## EXPLORE THE MATERIAL
1. From the text about playwriting in America, list every form of media or platform it names as having more cultural reach than theater.
2. In the text about playwriting in America, what word does the writer pick to describe the country's current cultural moment?
3. Repeat word for word the part of the text about playwriting in America starting with "Do I Contradict" and going on through "a decade now.".

(Beginning of TEXT PROVIDED)

I have likened wanting to be a professional playwright in America to growing up in Kenya and pursuing a dream to be a professional hockey player. It’s true theater has nothing like the cultural reach of television, movies, video games, Twitter, Instagram…the list goes on for a depressingly long time. Still, there are some of us out there, devoted to the damn enterprise, typing, designing, directing, producing, acting, and promoting our hearts out because we recognize something of deep worth in the endeavor.

Do I Contradict Myself? Very Well, I Contradict Myself. They’re Recalibrating My Meds, And So That’s Gonna Happen Sometimes

I’ve written before about my skepticism regarding overtly political theater. There are obvious exceptions, but generally these plays tend to do little but preach to the converted. However, as I look around at our country’s cultural moment, the word I think it that best describes it is: ruptured. It staggered me that Covid-19 became a source of political division, but it shouldn’t have. Science itself has been an openly partisan issue for well over a decade now.

(End of TEXT PROVIDED)
(Beginning of MATERIAL SUPPLIED)

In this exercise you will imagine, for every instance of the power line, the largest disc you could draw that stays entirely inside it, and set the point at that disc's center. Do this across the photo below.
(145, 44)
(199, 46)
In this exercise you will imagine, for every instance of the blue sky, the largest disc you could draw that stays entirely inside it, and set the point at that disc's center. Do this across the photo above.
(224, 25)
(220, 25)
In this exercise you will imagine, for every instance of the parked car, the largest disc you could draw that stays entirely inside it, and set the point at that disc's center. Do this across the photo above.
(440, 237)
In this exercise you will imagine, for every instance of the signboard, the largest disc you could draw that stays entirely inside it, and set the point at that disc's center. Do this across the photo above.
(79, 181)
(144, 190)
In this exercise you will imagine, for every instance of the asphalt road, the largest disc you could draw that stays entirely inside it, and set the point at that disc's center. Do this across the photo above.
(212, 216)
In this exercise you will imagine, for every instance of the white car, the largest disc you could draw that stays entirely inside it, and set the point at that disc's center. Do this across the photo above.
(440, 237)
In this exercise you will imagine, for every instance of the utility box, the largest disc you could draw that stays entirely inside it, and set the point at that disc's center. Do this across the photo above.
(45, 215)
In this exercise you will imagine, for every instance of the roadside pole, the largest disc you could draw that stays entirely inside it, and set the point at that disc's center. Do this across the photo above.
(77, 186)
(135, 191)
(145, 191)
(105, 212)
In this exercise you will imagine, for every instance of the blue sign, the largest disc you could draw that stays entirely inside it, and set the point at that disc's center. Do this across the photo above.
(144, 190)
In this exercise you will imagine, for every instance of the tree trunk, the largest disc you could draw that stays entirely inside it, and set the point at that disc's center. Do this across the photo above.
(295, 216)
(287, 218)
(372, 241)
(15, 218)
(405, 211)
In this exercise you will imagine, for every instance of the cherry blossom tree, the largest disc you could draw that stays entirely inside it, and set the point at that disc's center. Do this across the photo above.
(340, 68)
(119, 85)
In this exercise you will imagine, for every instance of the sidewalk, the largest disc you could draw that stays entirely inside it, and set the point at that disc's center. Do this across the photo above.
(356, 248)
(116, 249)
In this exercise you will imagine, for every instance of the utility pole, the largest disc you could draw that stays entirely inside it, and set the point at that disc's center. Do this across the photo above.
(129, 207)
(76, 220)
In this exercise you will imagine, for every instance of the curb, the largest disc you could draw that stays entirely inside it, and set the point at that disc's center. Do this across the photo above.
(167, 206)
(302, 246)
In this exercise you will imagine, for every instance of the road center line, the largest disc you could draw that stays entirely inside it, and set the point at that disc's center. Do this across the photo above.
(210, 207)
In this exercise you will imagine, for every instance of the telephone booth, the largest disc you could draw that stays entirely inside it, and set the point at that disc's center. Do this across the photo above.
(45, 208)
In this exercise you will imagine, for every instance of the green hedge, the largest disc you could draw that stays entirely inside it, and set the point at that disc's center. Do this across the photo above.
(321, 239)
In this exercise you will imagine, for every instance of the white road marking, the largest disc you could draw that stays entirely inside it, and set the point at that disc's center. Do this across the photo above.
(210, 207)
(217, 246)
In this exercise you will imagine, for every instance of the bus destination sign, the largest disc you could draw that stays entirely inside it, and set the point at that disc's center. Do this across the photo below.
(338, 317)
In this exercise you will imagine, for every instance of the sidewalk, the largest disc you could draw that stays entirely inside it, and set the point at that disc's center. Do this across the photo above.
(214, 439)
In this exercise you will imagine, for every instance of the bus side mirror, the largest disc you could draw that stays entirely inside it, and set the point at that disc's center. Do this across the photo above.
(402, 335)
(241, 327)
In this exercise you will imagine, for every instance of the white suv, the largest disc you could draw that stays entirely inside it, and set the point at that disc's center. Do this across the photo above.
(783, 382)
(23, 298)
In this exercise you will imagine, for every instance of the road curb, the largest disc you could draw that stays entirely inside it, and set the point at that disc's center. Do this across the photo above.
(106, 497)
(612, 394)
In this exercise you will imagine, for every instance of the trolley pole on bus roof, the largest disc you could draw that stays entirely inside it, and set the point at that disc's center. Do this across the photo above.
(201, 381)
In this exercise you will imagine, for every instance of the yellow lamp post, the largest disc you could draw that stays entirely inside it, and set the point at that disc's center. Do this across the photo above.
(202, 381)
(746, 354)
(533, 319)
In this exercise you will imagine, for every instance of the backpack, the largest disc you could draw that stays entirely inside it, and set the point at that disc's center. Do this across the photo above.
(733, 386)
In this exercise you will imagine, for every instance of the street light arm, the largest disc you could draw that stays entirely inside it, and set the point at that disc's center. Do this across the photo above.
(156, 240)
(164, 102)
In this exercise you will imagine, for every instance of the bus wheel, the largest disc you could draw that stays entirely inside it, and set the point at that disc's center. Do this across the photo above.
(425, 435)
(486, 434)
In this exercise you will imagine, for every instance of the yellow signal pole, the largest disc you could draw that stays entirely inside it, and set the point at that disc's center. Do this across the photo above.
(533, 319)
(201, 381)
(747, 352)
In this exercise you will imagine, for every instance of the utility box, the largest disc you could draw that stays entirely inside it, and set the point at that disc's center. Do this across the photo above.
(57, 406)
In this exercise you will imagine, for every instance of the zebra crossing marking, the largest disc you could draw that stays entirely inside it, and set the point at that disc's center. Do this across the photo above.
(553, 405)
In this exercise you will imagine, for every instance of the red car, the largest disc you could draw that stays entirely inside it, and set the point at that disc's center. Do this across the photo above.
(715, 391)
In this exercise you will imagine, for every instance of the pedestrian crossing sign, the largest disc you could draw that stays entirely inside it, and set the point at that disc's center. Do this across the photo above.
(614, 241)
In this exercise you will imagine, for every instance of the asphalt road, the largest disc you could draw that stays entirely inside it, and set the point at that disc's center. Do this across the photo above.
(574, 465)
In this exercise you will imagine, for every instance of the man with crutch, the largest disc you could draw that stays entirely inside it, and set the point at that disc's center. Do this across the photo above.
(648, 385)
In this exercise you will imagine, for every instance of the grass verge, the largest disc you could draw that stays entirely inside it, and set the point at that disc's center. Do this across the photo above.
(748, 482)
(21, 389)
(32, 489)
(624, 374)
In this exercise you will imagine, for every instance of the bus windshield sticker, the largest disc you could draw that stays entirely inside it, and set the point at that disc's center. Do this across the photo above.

(End of MATERIAL SUPPLIED)

## RESULTS
1. Television, movies, video games, Twitter, Instagram

2. Ruptured.

3.
Do I Contradict Myself? Very Well, I Contradict Myself. They’re Recalibrating My Meds, And So That’s Gonna Happen Sometimes

I’ve written before about my skepticism regarding overtly political theater. There are obvious exceptions, but generally these plays tend to do little but preach to the converted. However, as I look around at our country’s cultural moment, the word I think it that best describes it is: ruptured. It staggered me that Covid-19 became a source of political division, but it shouldn’t have. Science itself has been an openly partisan issue for well over a decade now.